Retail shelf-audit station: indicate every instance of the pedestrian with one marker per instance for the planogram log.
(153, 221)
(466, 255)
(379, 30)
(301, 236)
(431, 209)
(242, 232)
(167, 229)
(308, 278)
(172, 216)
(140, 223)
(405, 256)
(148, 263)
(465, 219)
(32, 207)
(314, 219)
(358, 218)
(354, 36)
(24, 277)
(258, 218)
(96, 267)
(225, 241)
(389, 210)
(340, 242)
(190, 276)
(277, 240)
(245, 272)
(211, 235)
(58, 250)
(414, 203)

+---+

**Exercise brief:** Go through the records and copy each one exactly.

**Answer for the task:**
Retail shelf-audit station: indicate every instance of the pedestrian with one marker per instance for the planogram log.
(153, 221)
(466, 255)
(379, 30)
(301, 236)
(431, 209)
(242, 232)
(167, 229)
(308, 278)
(172, 216)
(140, 223)
(405, 256)
(148, 263)
(465, 219)
(32, 207)
(314, 219)
(358, 218)
(354, 36)
(24, 277)
(258, 218)
(96, 267)
(225, 241)
(389, 210)
(340, 242)
(190, 276)
(277, 240)
(245, 272)
(211, 235)
(58, 250)
(414, 203)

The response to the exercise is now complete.